(Goal)
Print every entry exactly as written.

Dataset records
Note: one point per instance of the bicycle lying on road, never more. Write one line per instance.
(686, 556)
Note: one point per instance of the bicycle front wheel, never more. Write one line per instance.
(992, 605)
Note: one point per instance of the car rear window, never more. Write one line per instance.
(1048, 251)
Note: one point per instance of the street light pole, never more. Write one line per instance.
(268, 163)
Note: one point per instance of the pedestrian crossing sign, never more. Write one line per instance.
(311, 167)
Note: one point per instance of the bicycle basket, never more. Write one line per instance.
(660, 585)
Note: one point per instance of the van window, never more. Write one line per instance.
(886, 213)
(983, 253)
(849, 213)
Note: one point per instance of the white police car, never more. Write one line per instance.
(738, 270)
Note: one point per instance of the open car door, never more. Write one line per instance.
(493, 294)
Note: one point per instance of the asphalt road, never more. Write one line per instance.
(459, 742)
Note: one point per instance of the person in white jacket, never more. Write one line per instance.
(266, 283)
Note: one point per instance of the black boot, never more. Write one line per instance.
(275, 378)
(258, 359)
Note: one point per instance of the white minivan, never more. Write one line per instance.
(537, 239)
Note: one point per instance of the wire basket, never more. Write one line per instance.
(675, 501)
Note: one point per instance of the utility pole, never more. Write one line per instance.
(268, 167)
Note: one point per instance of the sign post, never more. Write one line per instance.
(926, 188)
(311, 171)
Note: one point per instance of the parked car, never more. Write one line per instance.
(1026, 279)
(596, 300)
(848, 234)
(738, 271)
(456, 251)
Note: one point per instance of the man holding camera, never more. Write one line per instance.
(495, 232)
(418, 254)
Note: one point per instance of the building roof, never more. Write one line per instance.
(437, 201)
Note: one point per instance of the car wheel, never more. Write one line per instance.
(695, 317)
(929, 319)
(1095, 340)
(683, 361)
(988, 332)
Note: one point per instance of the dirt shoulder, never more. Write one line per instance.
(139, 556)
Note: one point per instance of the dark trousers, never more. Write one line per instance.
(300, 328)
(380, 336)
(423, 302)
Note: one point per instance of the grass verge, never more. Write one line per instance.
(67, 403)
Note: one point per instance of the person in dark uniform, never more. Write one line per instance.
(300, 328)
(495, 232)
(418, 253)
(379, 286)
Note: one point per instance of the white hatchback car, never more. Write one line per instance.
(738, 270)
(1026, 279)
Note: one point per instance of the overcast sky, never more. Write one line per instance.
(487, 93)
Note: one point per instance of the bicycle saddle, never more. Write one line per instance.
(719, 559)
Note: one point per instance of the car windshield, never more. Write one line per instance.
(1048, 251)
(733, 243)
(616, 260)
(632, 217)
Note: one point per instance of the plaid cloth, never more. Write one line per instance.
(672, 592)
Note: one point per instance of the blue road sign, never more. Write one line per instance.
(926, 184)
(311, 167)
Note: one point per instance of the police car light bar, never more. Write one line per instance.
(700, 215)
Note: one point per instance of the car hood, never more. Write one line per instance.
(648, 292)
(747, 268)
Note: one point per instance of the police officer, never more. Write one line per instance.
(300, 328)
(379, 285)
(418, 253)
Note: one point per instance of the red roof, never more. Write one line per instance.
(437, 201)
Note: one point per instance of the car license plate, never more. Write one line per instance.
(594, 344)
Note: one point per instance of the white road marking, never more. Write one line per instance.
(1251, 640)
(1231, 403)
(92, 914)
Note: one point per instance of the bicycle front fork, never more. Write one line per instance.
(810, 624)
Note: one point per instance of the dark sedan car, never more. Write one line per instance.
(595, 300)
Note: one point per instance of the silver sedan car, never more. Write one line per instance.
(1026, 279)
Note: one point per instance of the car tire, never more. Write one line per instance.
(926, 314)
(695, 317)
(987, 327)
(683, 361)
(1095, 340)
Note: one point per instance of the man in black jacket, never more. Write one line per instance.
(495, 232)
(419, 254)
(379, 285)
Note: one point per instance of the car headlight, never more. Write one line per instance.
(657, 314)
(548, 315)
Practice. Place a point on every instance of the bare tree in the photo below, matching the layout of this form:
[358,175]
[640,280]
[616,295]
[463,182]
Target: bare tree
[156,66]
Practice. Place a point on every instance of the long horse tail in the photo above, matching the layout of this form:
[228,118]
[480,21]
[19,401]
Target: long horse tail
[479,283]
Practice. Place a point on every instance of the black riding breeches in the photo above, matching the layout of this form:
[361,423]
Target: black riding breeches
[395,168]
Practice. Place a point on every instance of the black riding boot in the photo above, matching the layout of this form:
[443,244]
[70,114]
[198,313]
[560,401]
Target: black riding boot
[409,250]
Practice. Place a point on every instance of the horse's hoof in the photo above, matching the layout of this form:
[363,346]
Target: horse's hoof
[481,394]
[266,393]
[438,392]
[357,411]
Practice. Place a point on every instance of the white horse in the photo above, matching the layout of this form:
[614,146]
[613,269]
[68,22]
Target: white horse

(Output of the exercise)
Note: one point per instance of the bicycle lying on road, never more. Write one line per instance.
(686, 556)
Note: one point per instance of the bicycle front wheel, never more. Write one line per instance.
(992, 605)
Note: one point per instance of the car rear window, never more. Write one line per instance.
(1048, 251)
Note: one point per instance of the street light pole, never more. Write one line per instance.
(268, 163)
Note: one point per instance of the pedestrian crossing sign, never more. Write one line per instance.
(311, 167)
Note: one point per instance of the bicycle basket, never more. Write one line per instance.
(660, 585)
Note: one point per instance of the van window, never more. Write one line per instance.
(886, 213)
(983, 253)
(849, 213)
Note: one point per instance of the white police car, never more. Write one line per instance.
(738, 270)
Note: one point per instance of the open car door, never more. Write one line per instance.
(493, 294)
Note: one point per instance of the asphalt road, never more. Write one line per instance.
(459, 742)
Note: one point per instance of the person in white jacket, never more. Write one line per instance.
(266, 283)
Note: one point per instance of the black boot, never more. Write one line per instance.
(275, 378)
(258, 359)
Note: one point per instance of the white minivan, never more. Write one line per instance.
(537, 239)
Note: one point per instance of the wire basket, never more. Write one line per instance.
(675, 501)
Note: one point per instance of the utility pole, never more. Write one line per instance.
(268, 167)
Note: one point per instance of the sign post, never more. Write one line per instance.
(926, 188)
(311, 171)
Note: one point per instance of the parked car, never more. Write one line per instance.
(1026, 279)
(596, 300)
(848, 234)
(738, 271)
(456, 251)
Note: one point per instance of the man holding camera, never more. Write one line per instance.
(495, 232)
(418, 254)
Note: one point per instance of the building roof, never more. Write one line per instance.
(437, 201)
Note: one point per instance of the car wheel, never more. Write one line per instance.
(695, 317)
(929, 319)
(1095, 340)
(683, 361)
(988, 332)
Note: one point per instance of the dirt shoulder, never more. Write one line per instance.
(139, 556)
Note: one point per instance of the dark trousers, never more. Write one line per instance.
(300, 328)
(380, 336)
(423, 302)
Note: one point per instance of the grass verge, never more. Write one line per instance.
(67, 403)
Note: one point per instance of the person in dark uniform, never more. Write one line per instance.
(300, 328)
(495, 232)
(418, 253)
(379, 286)
Note: one point per instance of the white hatchback car, never more. Write one line per instance.
(738, 270)
(1026, 279)
Note: one point per instance of the overcast sky, never more. Write one line per instance.
(487, 93)
Note: one point per instance of the bicycle saddle, never more. Write one line per instance.
(719, 559)
Note: one point per instance of the car windshield, never more. Write one line per instance.
(1048, 251)
(733, 243)
(616, 260)
(632, 217)
Note: one point per instance of the plaid cloth, never more. Write one line per instance.
(672, 592)
Note: one point per instance of the blue road sign, never more. Write one line per instance.
(926, 184)
(311, 167)
Note: one point per instance of the police car light bar, never more. Write one line per instance.
(700, 215)
Note: one point per instance of the car hood, never more. Write one line per instance.
(648, 292)
(747, 268)
Note: one point per instance of the police officer, never more. Write one line per instance.
(300, 328)
(379, 285)
(418, 253)
Note: one point per instance of the red roof, never more. Write one line per instance.
(437, 201)
Note: one point per instance of the car license plate, never more. Write one line per instance.
(594, 344)
Note: one point per instance of the white road marking, never more. Write one line per instance.
(1251, 640)
(1231, 403)
(92, 914)
Note: one point per instance of the bicycle front fork, never more. Write one line per instance.
(810, 624)
Note: one point per instance of the dark sedan car, never more. Write one line per instance.
(595, 300)
Note: one point per instance of the silver sedan car, never more. Write one line per instance.
(1026, 279)
Note: one point per instance of the car tire, never more. Write one line per instance.
(926, 314)
(695, 317)
(987, 327)
(683, 361)
(1095, 340)
Note: one point per instance of the man in black jacket, never more. Write one line per instance.
(495, 232)
(419, 254)
(379, 285)
Note: one point per instance of the car headlight, never more. Write one line per instance.
(657, 314)
(548, 315)
Practice. Place a point on every instance of the bare tree in the photo below, matching the layout of this form:
[358,175]
[640,280]
[616,295]
[463,182]
Target: bare tree
[156,66]
Practice. Place a point on every instance of the long horse tail in the photo above, matching the layout of this form:
[228,118]
[480,21]
[19,401]
Target: long horse tail
[479,283]
Practice. Place a point on every instance of the black riding breeches in the photo above, matching the layout of this form:
[361,423]
Target: black riding breeches
[395,168]
Practice. Place a point on every instance of the black riding boot in the photo above, matching the layout of this form:
[443,244]
[70,114]
[198,313]
[560,401]
Target: black riding boot
[409,250]
Practice. Place a point on every instance of the horse's hoof in the photo above, matching the layout of this form:
[363,346]
Target: horse's hoof
[481,394]
[266,393]
[438,392]
[357,411]
Practice. Place a point on every instance of the white horse in the photo above, matching the layout of this form:
[614,146]
[613,269]
[68,22]
Target: white horse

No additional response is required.